### Problem to work on
Omit every image, and transcribe the remaining entries exactly as given.

Listed entries start

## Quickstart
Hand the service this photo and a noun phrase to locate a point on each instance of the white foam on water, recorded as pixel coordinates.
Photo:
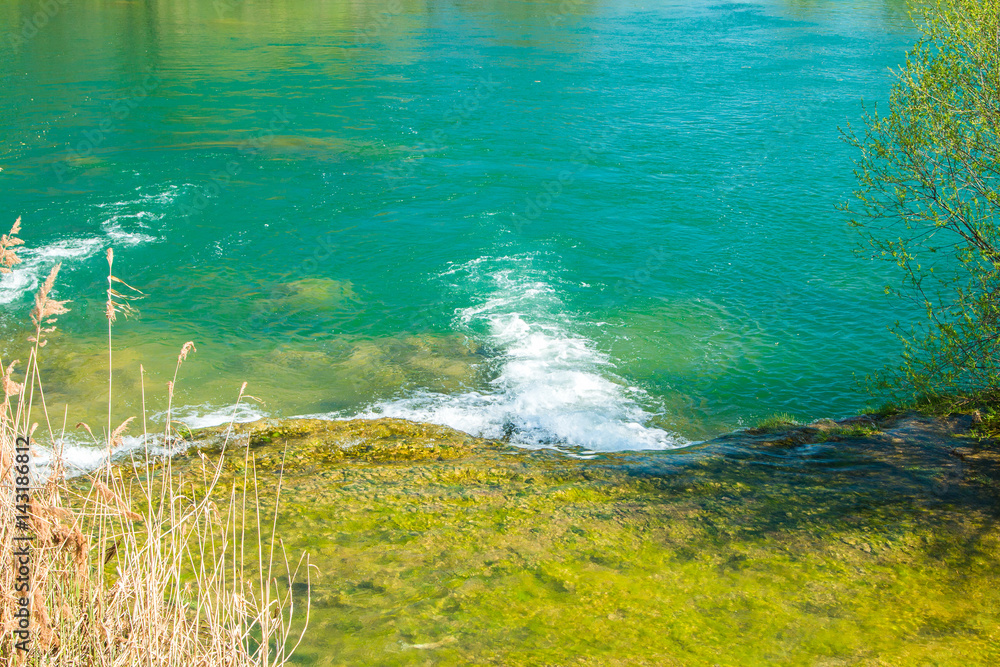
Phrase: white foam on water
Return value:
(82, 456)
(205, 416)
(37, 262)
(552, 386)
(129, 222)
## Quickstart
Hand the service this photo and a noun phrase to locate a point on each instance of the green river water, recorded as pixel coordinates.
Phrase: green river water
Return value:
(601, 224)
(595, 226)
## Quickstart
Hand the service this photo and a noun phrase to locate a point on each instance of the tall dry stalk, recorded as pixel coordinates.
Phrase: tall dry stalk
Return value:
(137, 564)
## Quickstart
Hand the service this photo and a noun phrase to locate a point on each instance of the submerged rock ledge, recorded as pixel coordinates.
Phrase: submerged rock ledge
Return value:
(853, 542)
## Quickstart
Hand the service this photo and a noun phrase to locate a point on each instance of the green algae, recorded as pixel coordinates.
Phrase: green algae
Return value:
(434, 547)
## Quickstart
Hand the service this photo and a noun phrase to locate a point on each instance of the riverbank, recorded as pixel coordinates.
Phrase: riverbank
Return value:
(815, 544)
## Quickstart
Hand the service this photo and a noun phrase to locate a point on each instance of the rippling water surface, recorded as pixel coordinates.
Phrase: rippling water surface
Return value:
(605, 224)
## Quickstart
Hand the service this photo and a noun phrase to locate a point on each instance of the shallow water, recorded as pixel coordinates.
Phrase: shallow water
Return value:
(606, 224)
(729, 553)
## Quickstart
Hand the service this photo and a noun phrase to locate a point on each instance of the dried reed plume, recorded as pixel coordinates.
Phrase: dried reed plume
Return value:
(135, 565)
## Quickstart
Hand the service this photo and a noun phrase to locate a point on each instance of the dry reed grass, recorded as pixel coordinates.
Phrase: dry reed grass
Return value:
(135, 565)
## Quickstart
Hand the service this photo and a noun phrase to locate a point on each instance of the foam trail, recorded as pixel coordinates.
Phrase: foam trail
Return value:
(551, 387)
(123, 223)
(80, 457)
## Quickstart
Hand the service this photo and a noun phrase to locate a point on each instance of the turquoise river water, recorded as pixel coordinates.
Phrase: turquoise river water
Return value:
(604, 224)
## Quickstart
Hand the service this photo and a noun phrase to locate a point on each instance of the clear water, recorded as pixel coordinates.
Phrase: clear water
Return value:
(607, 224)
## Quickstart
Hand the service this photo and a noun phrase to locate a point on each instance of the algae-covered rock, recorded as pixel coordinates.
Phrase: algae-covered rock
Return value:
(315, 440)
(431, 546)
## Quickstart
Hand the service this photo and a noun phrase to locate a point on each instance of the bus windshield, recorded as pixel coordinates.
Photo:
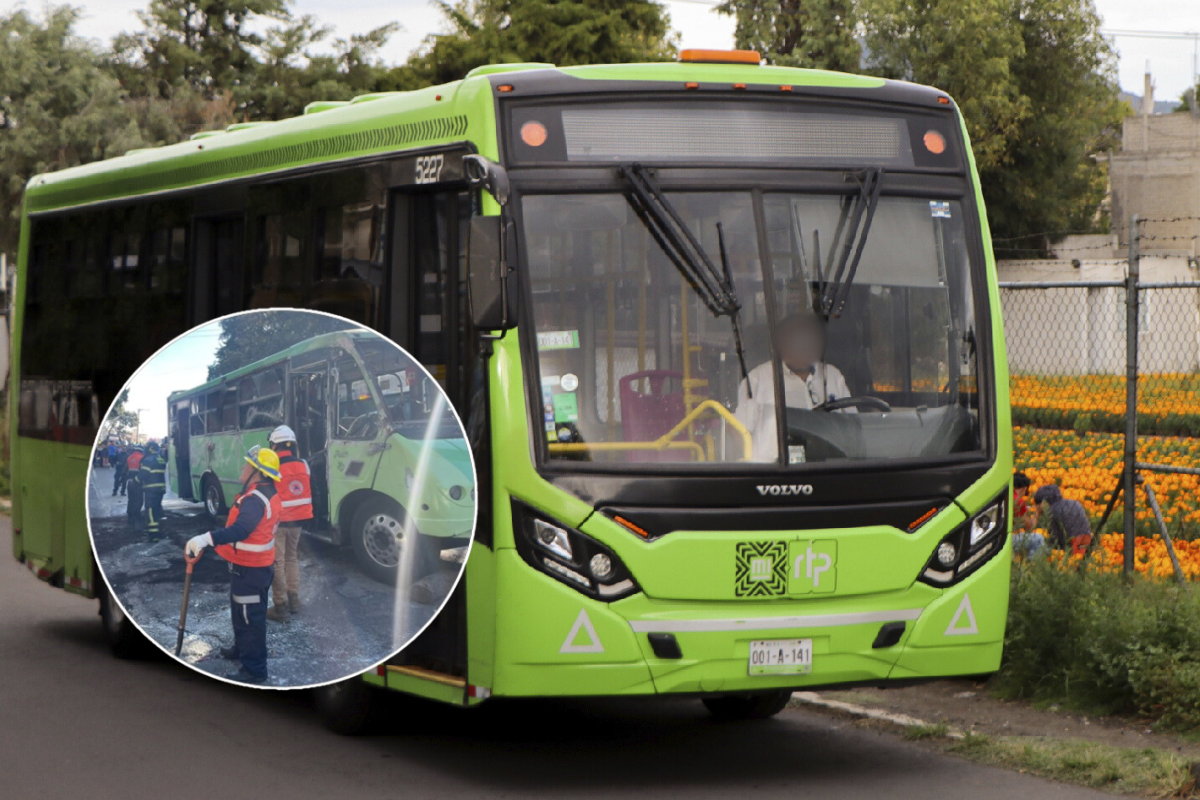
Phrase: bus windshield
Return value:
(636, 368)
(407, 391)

Listed entries end

### Exercise answer
## Quickstart
Hand the service this photo and a noun phrase to locate a point on each instance of the white foam on water, recorded as pixel coordinates.
Photo:
Phrase: white foam on water
Return value:
(82, 456)
(205, 416)
(37, 262)
(552, 386)
(129, 222)
## Quickstart
Hand the service this photo and a noun phrase to locate a point on each instance of the green river water, recorded as pixel coordinates.
Phrase: green river water
Return value:
(601, 224)
(595, 226)
## Quickstart
Hand the service this photo and a noun phrase to locate a point on each instance of the tall dry stalk, recorded as pixel coordinates.
Phrase: tall dry stalk
Return value:
(137, 564)
## Quickstart
Hand the service this photo and a noun phrase to locate a point on each instance of the submerged rock ledge, recorded as pixel coordinates.
Phrase: submerged rock ledge
Return value:
(853, 542)
## Quickstart
Hand the service this photo and a noun phrase to locate a point on each instance of the green algae, recorded as pixel coordinates.
Phrase: green algae
Return value:
(434, 547)
## Quickstart
Hand the service this photo and a noun phrase to locate a point on each instance of the riverbank, recorded as pixel coordinates.
Phrase: riverbank
Return value:
(815, 544)
## Quickstart
Hand the service this photo and a noun phrase to locate a point on each instance of the rippling water surface, recorded as pixel coordinates.
Phrase: rippling water surface
Return value:
(605, 224)
## Quickstart
Hand the service this photo and a noun phrase to locate a point on each instance of the shallow water, recorded as pixel coordinates.
Phrase: shallow water
Return value:
(606, 224)
(729, 553)
## Quickstart
Hand the service this photo and a noun phrase to locate a point on each instance of the dried reed plume, recorded as pixel coordinates.
Phrase: dried reed plume
Return value:
(135, 565)
## Quickstart
Hand the service this photo and a noun phrase to locate a point on each instance of the dry reed grass, recorded as pixel coordinates.
Phrase: dry reed grass
Return value:
(135, 565)
## Quickstart
Hand the service this photo and a noun phrase to locate a point on each instance of the foam trail, recorded as pixel coordinates.
Phrase: foam trail
Return value:
(551, 387)
(123, 223)
(80, 457)
## Quickstart
Hand the service this photo and a noun phrase to locate a point on each instance of the turquoise river water, recorded as pixel coordinates.
Phrase: turquoise river water
Return value:
(604, 224)
## Quickstart
Hand the service this photo and a noun phrase to locate a point on each instance of the clear water, recorded as pixel coordinates.
Phrase: clear water
Return value:
(607, 224)
## Quickstart
Hand the service this photo and a noun phrase to locate a point on each instance of the algae-covered rock, recorded as pixel coordinates.
Phrase: algae-covered rock
Return value:
(315, 440)
(431, 546)
## Quickstart
Hand the service this photo and a noun phrase to locate a point on each instance of the bus windshield, recorded as pixel coordinates.
Photo:
Phrase: bus windshield
Return value:
(636, 368)
(407, 391)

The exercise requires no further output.